Short exercise – Count how many of the lines below contain the word "vestment", and reply with that number alone.

——————

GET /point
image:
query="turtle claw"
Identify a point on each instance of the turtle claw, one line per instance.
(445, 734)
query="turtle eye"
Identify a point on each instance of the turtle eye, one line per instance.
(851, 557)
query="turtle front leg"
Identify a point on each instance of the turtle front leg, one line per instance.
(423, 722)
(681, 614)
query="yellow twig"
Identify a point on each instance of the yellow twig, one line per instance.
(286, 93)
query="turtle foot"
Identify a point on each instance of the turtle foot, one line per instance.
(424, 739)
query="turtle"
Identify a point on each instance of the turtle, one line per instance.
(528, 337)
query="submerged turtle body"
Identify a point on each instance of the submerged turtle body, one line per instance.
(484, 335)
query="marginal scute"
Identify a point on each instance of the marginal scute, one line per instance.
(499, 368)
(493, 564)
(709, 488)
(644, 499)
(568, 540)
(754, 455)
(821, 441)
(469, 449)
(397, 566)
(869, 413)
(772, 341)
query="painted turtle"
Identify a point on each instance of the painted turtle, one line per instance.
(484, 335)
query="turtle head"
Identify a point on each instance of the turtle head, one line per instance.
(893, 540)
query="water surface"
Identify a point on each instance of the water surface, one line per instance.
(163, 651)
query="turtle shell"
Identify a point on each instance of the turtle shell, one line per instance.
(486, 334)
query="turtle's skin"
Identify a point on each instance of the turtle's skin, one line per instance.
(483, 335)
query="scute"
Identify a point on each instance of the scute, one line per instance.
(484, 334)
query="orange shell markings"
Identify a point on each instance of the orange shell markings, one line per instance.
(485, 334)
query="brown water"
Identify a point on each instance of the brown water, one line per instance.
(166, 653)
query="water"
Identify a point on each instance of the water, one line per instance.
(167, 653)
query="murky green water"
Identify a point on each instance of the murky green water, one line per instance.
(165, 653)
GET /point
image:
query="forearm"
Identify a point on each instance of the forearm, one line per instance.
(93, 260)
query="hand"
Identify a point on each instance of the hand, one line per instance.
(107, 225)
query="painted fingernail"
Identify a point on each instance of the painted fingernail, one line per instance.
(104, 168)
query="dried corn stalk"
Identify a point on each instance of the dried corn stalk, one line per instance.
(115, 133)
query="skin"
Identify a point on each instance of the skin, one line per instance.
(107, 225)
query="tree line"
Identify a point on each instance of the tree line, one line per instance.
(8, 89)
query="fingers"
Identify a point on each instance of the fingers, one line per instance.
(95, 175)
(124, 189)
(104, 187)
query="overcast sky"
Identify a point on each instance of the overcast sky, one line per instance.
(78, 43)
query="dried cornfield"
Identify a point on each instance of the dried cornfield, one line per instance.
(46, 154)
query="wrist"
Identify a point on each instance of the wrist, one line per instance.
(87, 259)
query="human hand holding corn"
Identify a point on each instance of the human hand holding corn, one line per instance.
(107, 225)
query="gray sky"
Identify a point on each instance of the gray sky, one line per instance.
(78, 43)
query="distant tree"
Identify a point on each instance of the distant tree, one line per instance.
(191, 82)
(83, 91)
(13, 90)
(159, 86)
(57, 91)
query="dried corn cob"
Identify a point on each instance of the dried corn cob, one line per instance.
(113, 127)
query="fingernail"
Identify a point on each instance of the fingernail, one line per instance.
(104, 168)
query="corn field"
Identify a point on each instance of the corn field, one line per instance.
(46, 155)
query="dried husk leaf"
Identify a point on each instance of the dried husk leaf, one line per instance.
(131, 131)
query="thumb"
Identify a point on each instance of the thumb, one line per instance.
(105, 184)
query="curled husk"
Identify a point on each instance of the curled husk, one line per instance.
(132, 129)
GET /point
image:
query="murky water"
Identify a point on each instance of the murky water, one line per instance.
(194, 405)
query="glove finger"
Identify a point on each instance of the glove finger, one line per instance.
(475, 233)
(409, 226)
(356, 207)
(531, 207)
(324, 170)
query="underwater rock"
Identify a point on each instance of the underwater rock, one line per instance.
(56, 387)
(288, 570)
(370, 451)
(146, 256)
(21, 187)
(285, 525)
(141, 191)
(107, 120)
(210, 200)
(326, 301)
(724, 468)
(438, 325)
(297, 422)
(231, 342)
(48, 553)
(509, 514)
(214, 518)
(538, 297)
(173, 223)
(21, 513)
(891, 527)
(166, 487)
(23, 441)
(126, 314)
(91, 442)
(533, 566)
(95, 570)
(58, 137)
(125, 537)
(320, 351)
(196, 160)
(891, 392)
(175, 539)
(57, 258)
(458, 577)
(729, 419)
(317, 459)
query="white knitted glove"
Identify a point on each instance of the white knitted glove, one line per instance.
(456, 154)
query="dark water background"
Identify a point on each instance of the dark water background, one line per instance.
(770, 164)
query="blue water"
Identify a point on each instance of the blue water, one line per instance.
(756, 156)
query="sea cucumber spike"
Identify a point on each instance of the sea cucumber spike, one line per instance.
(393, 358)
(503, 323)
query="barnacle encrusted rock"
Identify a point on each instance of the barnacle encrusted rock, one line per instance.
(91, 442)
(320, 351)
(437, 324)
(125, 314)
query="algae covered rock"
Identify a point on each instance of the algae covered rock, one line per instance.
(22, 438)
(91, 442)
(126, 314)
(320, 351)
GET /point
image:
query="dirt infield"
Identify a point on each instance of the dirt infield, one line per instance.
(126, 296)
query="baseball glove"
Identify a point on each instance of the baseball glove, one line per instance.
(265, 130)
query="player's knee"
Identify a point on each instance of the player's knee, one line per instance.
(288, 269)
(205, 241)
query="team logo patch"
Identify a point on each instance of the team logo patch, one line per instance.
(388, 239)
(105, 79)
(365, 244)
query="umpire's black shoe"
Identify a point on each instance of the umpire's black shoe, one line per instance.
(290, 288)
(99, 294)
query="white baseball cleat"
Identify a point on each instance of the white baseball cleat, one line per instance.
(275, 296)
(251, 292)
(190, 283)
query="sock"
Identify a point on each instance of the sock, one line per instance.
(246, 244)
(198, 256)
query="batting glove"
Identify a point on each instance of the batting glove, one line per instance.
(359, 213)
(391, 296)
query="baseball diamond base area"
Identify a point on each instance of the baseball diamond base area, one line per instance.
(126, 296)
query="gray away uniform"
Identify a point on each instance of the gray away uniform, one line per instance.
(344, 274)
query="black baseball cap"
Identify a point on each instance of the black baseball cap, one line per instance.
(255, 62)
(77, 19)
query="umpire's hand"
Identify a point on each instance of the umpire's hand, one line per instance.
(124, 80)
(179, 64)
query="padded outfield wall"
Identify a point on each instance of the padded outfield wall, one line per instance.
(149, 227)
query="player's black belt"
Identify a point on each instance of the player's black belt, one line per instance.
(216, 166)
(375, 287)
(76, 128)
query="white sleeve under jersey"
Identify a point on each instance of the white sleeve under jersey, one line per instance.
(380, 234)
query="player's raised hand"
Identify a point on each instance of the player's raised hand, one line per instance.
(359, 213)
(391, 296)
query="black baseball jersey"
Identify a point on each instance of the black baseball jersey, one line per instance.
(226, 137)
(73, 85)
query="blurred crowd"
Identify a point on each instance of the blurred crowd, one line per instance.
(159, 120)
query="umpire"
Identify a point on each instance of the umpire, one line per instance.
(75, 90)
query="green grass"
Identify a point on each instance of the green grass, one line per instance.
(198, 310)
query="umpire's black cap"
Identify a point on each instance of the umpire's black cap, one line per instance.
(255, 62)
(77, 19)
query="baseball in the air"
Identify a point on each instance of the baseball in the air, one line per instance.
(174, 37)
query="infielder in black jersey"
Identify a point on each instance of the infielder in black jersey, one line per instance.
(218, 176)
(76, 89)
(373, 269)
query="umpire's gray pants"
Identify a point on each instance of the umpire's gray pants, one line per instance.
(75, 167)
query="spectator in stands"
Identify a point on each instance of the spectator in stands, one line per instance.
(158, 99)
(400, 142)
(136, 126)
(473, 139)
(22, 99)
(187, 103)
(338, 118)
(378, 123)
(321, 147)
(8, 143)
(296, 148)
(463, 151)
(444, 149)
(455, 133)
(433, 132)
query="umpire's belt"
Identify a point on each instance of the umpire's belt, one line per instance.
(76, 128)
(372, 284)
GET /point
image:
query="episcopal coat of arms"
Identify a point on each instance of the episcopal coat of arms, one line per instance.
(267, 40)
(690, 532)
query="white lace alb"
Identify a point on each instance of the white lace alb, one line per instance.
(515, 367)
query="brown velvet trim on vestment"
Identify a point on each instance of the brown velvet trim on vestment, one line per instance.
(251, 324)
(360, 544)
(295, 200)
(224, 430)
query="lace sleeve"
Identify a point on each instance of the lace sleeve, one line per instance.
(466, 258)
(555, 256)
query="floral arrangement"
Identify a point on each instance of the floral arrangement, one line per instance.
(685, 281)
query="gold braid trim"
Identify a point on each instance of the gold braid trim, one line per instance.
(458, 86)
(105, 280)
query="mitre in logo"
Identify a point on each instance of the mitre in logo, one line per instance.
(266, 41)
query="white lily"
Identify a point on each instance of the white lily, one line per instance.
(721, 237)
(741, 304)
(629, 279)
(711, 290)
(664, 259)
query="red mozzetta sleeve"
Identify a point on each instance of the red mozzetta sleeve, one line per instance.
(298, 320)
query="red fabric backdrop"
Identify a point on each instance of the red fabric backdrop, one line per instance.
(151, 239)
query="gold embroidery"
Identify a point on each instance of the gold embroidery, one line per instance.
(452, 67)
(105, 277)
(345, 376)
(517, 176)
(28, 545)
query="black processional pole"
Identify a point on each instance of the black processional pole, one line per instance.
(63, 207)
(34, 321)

——————

Full output – 2